| GOAL OF THE EXERCISE |
Convert the data below into a two-column CSV with the columns "prompt" and "points", with one row for each request. Put the request's text and its answer in one quoted field each, turn line breaks into spaces, and leave the pictures out.

======

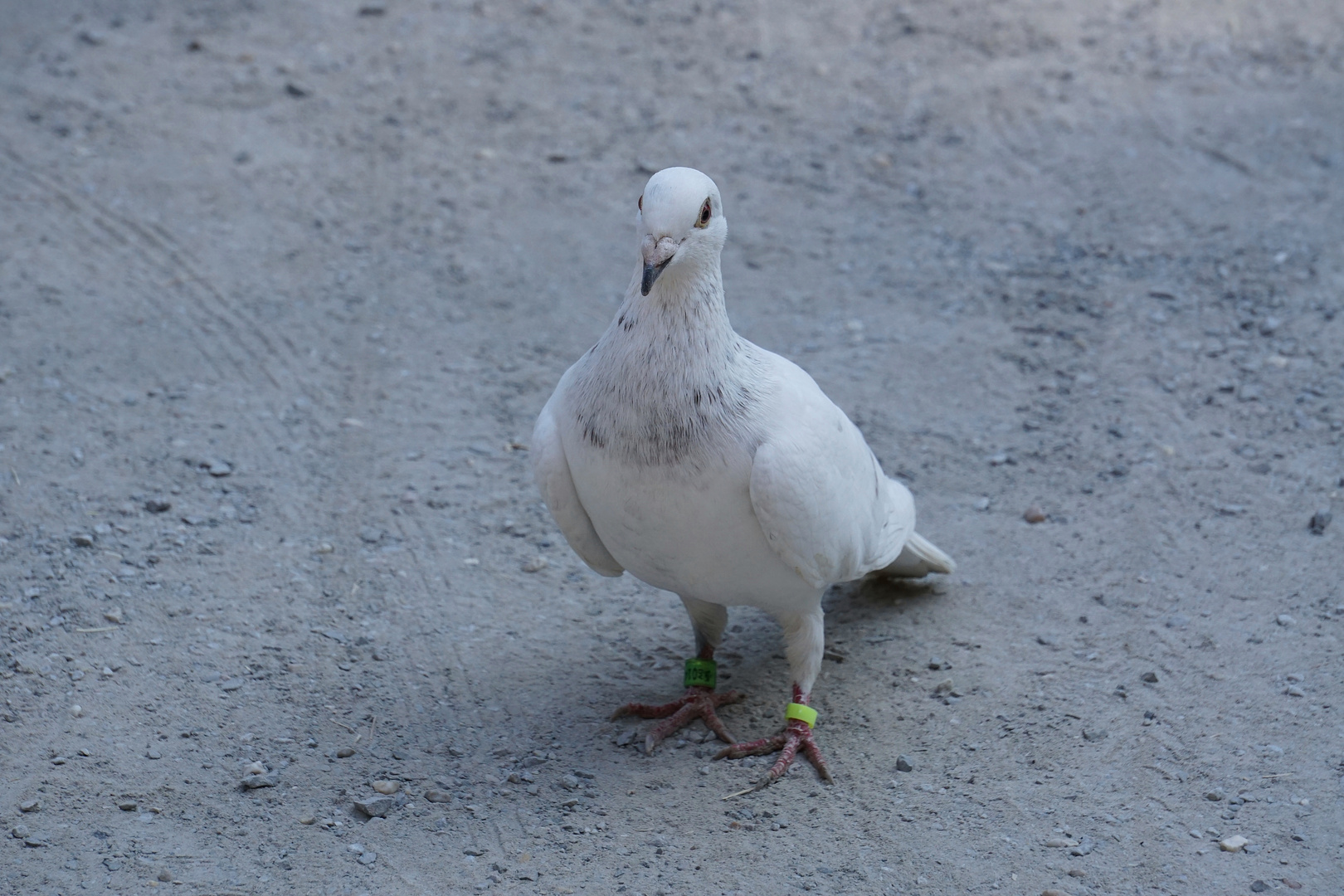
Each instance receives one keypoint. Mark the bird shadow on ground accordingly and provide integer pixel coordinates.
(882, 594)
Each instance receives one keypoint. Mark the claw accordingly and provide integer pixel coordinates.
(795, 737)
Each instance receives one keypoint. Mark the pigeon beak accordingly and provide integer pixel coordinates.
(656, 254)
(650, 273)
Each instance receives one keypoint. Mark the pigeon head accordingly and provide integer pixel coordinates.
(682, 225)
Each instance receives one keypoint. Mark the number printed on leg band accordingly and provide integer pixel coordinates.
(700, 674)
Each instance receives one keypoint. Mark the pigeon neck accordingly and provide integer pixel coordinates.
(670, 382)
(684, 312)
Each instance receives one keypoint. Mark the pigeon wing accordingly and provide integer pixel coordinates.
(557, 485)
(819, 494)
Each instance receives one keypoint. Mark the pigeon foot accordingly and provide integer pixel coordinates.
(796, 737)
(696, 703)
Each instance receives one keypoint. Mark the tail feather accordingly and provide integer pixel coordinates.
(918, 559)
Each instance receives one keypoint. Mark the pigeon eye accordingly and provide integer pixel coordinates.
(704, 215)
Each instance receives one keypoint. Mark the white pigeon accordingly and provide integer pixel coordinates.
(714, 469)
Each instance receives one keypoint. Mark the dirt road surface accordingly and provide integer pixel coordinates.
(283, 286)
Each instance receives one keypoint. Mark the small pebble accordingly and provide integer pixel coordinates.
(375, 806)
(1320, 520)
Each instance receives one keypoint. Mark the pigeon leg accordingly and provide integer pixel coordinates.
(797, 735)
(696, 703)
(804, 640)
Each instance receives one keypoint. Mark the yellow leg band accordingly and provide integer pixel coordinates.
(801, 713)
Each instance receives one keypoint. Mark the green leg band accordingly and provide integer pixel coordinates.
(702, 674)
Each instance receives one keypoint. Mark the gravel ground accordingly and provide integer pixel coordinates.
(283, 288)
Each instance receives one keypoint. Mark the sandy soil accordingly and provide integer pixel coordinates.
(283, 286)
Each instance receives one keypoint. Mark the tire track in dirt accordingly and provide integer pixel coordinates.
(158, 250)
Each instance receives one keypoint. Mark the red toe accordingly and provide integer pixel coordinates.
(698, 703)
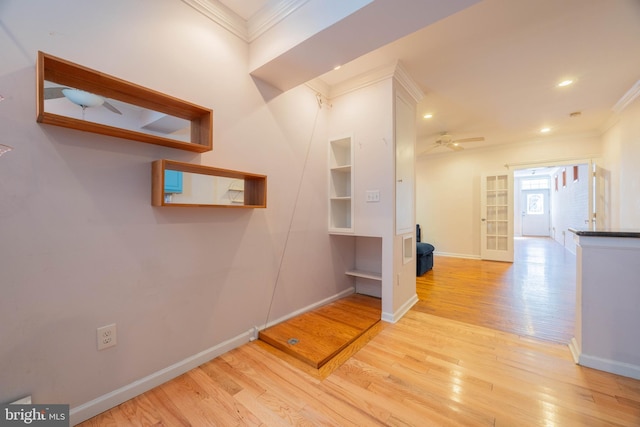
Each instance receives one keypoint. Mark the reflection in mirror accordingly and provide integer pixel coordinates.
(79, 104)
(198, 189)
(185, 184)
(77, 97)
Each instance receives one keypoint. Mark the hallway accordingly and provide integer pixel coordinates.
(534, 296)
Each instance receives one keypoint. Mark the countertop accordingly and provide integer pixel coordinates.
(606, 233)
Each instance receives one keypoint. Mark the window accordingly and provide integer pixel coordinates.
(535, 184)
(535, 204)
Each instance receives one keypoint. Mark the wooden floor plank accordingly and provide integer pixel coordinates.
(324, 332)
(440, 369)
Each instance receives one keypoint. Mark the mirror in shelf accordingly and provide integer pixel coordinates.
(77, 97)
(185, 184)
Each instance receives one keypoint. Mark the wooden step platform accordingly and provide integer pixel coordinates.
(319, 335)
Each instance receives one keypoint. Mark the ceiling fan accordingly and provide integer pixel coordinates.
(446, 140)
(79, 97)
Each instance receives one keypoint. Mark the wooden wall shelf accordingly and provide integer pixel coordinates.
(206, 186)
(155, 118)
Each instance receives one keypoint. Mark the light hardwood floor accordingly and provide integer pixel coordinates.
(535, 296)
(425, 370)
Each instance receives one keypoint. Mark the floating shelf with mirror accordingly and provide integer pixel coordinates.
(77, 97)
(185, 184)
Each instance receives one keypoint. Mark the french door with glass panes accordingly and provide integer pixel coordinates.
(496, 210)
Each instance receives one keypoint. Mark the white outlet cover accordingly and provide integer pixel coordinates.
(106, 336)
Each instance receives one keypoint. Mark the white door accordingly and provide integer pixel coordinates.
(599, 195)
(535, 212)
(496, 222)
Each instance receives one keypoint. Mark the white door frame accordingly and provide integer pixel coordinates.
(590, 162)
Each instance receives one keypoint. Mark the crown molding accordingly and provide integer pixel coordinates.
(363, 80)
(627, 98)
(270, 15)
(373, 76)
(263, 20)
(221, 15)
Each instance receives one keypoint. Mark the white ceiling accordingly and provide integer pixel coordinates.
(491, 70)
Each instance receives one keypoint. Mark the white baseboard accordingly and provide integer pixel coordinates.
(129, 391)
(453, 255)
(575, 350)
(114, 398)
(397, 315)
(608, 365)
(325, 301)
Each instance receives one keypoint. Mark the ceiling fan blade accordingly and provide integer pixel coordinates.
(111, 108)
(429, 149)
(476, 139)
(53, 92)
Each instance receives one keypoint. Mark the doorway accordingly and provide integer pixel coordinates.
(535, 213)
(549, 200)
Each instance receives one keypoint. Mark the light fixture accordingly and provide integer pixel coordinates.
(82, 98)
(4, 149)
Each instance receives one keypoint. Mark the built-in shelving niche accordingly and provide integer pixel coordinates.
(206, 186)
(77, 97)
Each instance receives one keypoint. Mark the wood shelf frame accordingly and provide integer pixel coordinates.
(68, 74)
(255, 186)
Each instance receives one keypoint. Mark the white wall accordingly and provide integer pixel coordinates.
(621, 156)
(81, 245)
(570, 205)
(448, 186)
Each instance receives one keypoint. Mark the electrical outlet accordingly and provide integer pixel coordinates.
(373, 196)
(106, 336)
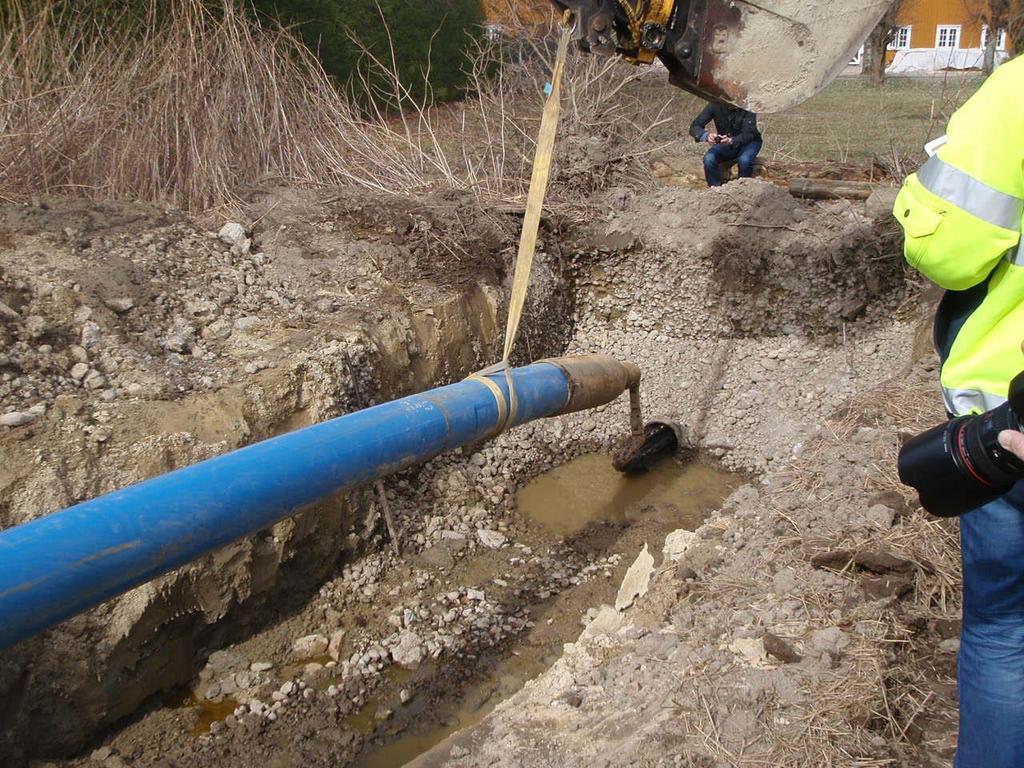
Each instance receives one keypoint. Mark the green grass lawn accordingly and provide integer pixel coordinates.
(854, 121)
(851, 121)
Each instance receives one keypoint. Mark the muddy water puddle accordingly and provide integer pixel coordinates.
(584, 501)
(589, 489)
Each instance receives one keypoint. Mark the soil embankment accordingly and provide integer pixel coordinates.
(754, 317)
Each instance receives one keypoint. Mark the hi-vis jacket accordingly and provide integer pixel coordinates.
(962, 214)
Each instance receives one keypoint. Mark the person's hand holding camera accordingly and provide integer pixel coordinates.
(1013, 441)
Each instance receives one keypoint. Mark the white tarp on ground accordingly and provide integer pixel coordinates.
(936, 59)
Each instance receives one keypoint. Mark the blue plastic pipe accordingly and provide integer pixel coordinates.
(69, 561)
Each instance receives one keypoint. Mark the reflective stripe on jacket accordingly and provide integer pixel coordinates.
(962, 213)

======

| FULL RESPONSE |
prompt,points
"Each instance receives one keypoint. Mark the bird shadow on ground accordingly and provide integer pixel coordinates.","(882, 594)"
"Each instance receives one keypoint. Mark the claw accordingly and provide integer pixel coordinates.","(795, 737)"
"Each instance receives one keypoint. Mark the pigeon beak accordingly and provide integer pixel coordinates.","(656, 254) (650, 273)"
"Each instance receives one keypoint. Mark the pigeon head accordingly and provide integer pixel coordinates.","(682, 225)"
"Each instance receives one keypoint. Mark the number printed on leg band accordingly and provide integer pixel coordinates.","(700, 674)"
"Each instance receives one keypoint. Mark the pigeon neck accordingly and provide integer pixel coordinates.","(670, 382) (684, 312)"
"Each instance receives one keypoint. Mark the pigeon wing accordingly and provide integer pixel coordinates.","(557, 485) (819, 494)"
"Each instance receives one keypoint. Mark the pigeon foot accordingly and provide integer pixel coordinates.","(796, 737) (696, 703)"
"Each instance receives one keypoint. Mark the tail feather accordingly and provide integer pixel coordinates.","(918, 559)"
"Each instance receives one keypoint. Mark the pigeon eye accordingly and provide integer pixel coordinates.","(704, 215)"
"Each instance receives one keypoint. Mark the white pigeon accordingly and provide integer pixel coordinates.","(714, 469)"
"Each instance receives one keypoint. Mark the dirt road surface accordingly and provide integer pixel coordinates.","(283, 286)"
"Each instance receives one keypoint. Mark the small pebble accordingly and provide integer pixel coordinates.","(375, 806) (1320, 520)"
"Each instance receives one keypoint. Mark the pigeon leg accordingly and provide integer pixel coordinates.","(797, 735) (696, 703) (804, 640)"
"Each instance receives one keypoint. Mark the yellow leg band accordingly and provide integer pixel coordinates.","(801, 713)"
"Each instance receives one keypoint. Mark the green leg band accordingly and provide integer pixel coordinates.","(702, 674)"
"Each instance receives one keypoint. Mark the gravel ground accordingly and provide integer pixel coordinates.","(283, 288)"
"Each instance receives one keypoint. Mark the sandy soil accordingly and provide integer pixel coordinates.","(283, 286)"
"Each instance receives one keypoint. Mark the tire track in dirt accordingly and provide integer pixel coordinates.","(158, 250)"
"Each instance receives one keypoint. Mark the red toe accordingly and provide integer pixel coordinates.","(698, 703)"
"Each instance receives one keypoint. Mark the reflection in mirror accordingly and provide integer pixel coordinates.","(79, 104) (198, 189) (185, 184) (77, 97)"
"Each instance receives one keypoint. Mark the hallway accordingly and provide integer pixel coordinates.","(534, 296)"
"Each instance receives one keypoint. Mark the countertop accordingly and provide integer pixel coordinates.","(606, 233)"
"Each instance receives one keypoint. Mark the window accordingly and provide integer pixel coordinates.","(535, 184) (535, 204)"
"Each instance receives one keypoint. Mark the wooden floor plank accordingly and provide integer pixel coordinates.","(324, 332) (440, 369)"
"Each instance receives one keypoint. Mark the mirror in shelf accordingly and provide integer pixel coordinates.","(77, 97) (185, 184)"
"Each instance receives one keypoint. Mark the wooden step platform accordingly and provide integer pixel coordinates.","(319, 335)"
"Each instance receives one keypoint. Mark the ceiling fan accordingly and provide integer pixel coordinates.","(446, 140) (79, 97)"
"Each instance receives one keypoint. Mark the wooden wall shelf accordingly and provide integer pixel coordinates.","(206, 186) (155, 118)"
"Each instance receives one keypoint. Mark the light hardwood floor accordingly and provide integer pixel coordinates.","(535, 296) (425, 370)"
"Each instance receives one keypoint. Mark the floating shelf with mirror accordingly and provide integer pixel coordinates.","(77, 97) (185, 184)"
"Each instance receives one keypoint. Mark the french door with glass panes accordingly and provide integer pixel coordinates.","(496, 210)"
"Each instance receives one keypoint. Mark the white outlet cover accordingly and provide integer pixel coordinates.","(106, 336)"
"Each instance receives one keypoint. Mark the white door accordingly and provide integer pixel coordinates.","(599, 195) (535, 212) (496, 222)"
"Each instance receives one keypoint. Mark the white door frame accordingly and provide integer pixel coordinates.","(590, 162)"
"Each instance receives one keypoint. Mark the crown molding accordingly and provide integer pixel coordinates.","(363, 80) (627, 98) (270, 15) (373, 76) (263, 20) (221, 15)"
"Each instance receives one keypoint. Mark the white ceiling accordingly and provide integer pixel coordinates.","(491, 70)"
"Each instance receives one keypoint. Mark the white baseboard accordingly and provide integer pixel coordinates.","(129, 391) (453, 255) (575, 350) (114, 398) (397, 315) (608, 365) (325, 301)"
"Each instance receives one keypoint. Mark the ceiling fan blade accordingly and provide integer pixel coordinates.","(111, 108) (429, 149) (476, 139) (53, 92)"
"Each instance receives one keypoint. Mark the doorway accordingly and provide integer pixel coordinates.","(535, 213) (549, 200)"
"Each instance receives one keypoint. Mark the light fixture accordingly and provide integer pixel coordinates.","(82, 98) (4, 149)"
"Each instance receives one keypoint. Mark the built-in shelving niche accordingly and provide integer pixel coordinates.","(206, 186) (77, 97)"
"Each instance receives one keypoint. Mark the wood shelf frame accordingly and provide integer pixel coordinates.","(68, 74) (255, 186)"
"Each instance receives one keypoint. Mark the white wall accordingly and provide integer pixel coordinates.","(621, 156) (81, 245) (570, 205) (448, 186)"
"Each instance receives one keypoint. Mark the electrical outlet accordingly and provide integer pixel coordinates.","(373, 196) (106, 336)"
"Each instance receives one keypoint. Mark the green grass lawn accordingly and provide integer pixel coordinates.","(854, 121) (851, 121)"
"Each instance receives one keypoint. Mark the muddy water puddle accordingly and provide integer pixel coordinates.","(584, 501) (589, 489)"
"Each instance receives one keypoint. Mark the soil embankment accordingly and provide integer pixel coordinates.","(754, 317)"
"Each instance receives one keypoint. Mark the hi-vis jacket accordingly and provide integer pixel coordinates.","(962, 214)"
"Each instance receives one keypoint. Mark the person's hand holding camera accordingly and provide integer pixel coordinates.","(1013, 441)"
"Each instance receives one keypoint. Mark the white tarp on ground accordingly and provide integer pixel coordinates.","(936, 59)"
"Each instance receives one keypoint. Mark the blue plastic pipe accordingly and provide integer pixel coordinates.","(69, 561)"
"Each instance receives one keypoint. Mark the reflective stripe on jacket accordingly and provide integer pixel coordinates.","(962, 213)"